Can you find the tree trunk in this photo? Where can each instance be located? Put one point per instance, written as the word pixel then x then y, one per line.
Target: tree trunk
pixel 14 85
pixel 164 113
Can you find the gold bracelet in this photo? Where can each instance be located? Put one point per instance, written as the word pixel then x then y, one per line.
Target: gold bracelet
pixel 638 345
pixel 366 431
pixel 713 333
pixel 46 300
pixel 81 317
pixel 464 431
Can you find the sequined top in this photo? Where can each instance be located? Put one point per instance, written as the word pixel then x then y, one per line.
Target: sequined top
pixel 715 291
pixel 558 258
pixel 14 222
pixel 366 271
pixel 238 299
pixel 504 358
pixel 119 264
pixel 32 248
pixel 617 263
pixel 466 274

### Required work
Would you transcribe, unchanged, every line of the material from the one containing "Target: tree trunk" to the very end, including both, and nothing else?

### Your solution
Target: tree trunk
pixel 14 85
pixel 164 113
Can you find the gold bracelet in this photo? Where can each instance be located? Put one point per instance, written as the word pixel then x then y, one per line.
Target: gold bracelet
pixel 638 345
pixel 366 431
pixel 713 333
pixel 46 300
pixel 81 317
pixel 464 431
Can you find the sequined top in this photo? Where can each instance be located? Put one point per instance, written as the word pixel then x then y, one per line.
Target: sequined top
pixel 715 291
pixel 558 258
pixel 14 222
pixel 366 271
pixel 238 299
pixel 504 358
pixel 119 264
pixel 32 248
pixel 617 263
pixel 466 274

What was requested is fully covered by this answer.